## STATED PROBLEM
Reproduce every line of the items, beginning at the line that contains "Query: dark brown floral blouse" and stopping after the last line of the items, and shift each answer coordinate up by adding 13 to both its x and y values.

___ AVAILABLE DATA

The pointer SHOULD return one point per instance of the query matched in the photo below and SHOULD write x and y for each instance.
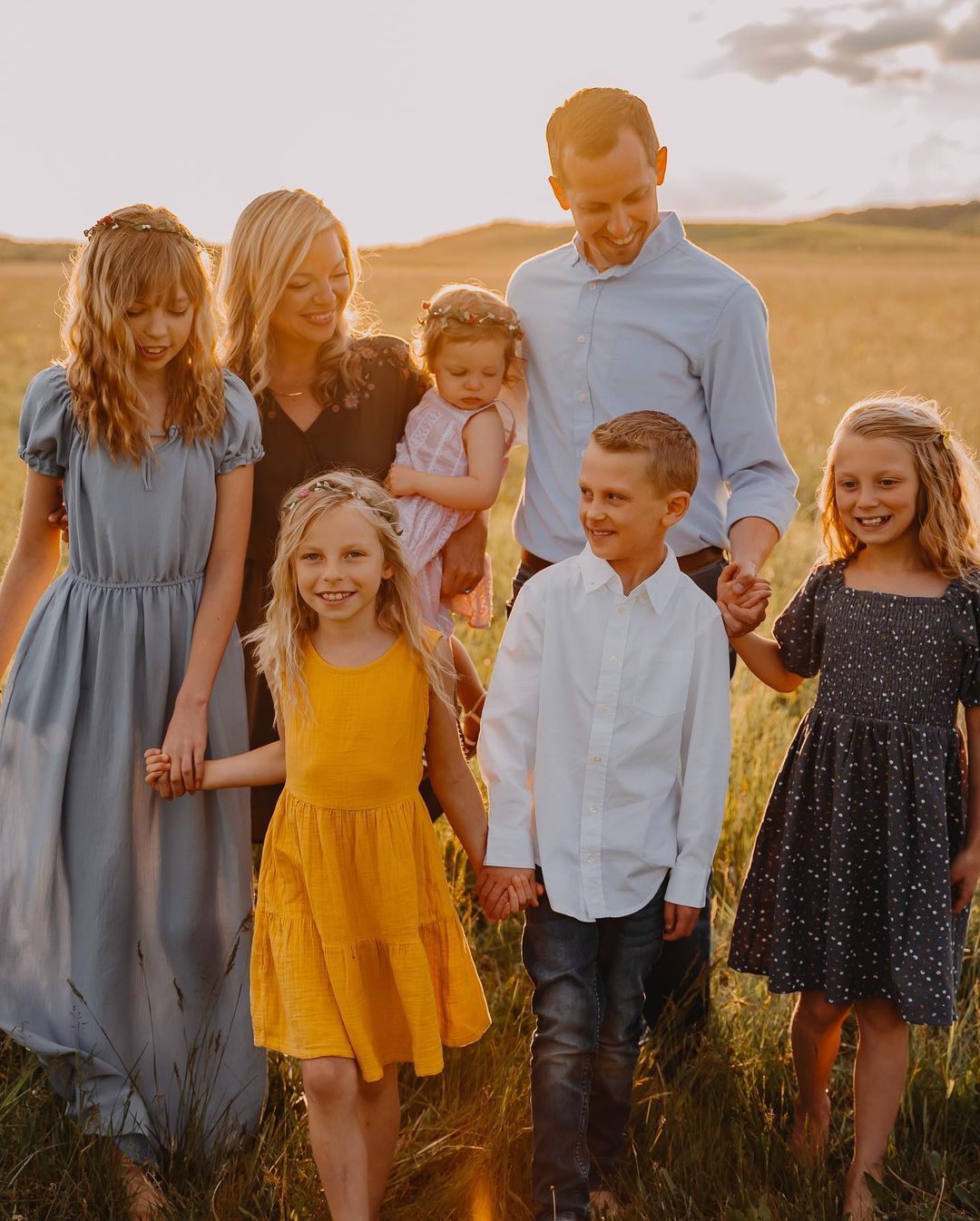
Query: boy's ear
(677, 505)
(559, 193)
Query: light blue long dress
(125, 922)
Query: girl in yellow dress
(359, 961)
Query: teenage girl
(119, 922)
(451, 462)
(359, 960)
(869, 853)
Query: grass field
(852, 311)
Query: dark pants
(588, 1001)
(682, 974)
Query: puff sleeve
(46, 424)
(799, 629)
(240, 444)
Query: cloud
(818, 39)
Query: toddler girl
(119, 923)
(451, 462)
(869, 853)
(359, 960)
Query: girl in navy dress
(869, 853)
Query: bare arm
(483, 441)
(265, 765)
(452, 779)
(965, 868)
(462, 556)
(34, 562)
(187, 734)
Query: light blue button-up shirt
(675, 331)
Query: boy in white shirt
(605, 748)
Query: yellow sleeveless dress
(357, 949)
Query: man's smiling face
(612, 198)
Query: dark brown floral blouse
(358, 431)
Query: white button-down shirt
(677, 331)
(605, 737)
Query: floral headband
(446, 314)
(328, 485)
(162, 226)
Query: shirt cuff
(510, 846)
(688, 884)
(776, 505)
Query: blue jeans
(588, 1001)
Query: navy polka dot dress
(848, 888)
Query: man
(632, 315)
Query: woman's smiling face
(314, 296)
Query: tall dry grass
(710, 1140)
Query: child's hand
(742, 599)
(504, 892)
(401, 481)
(965, 872)
(158, 772)
(679, 921)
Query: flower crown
(328, 485)
(446, 314)
(162, 226)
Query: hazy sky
(412, 119)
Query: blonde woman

______

## RESULT OF THE TASK
Query: dark brown floral blouse
(371, 444)
Query: white button-down shirt
(690, 344)
(618, 750)
Query: floral headband
(459, 327)
(341, 498)
(175, 239)
Query: shirt cuff
(523, 859)
(701, 897)
(789, 518)
Query: blue jeans
(601, 1014)
Query: navy polka dot dress
(861, 901)
Query: man
(645, 328)
Query: woman's smiling face
(327, 309)
Query: tall dry grass
(723, 1153)
Query: child's hand
(755, 612)
(517, 905)
(414, 494)
(978, 885)
(171, 785)
(692, 934)
Query: flower crown
(341, 498)
(459, 327)
(175, 239)
Query: hazy sky
(425, 132)
Query: blonde woman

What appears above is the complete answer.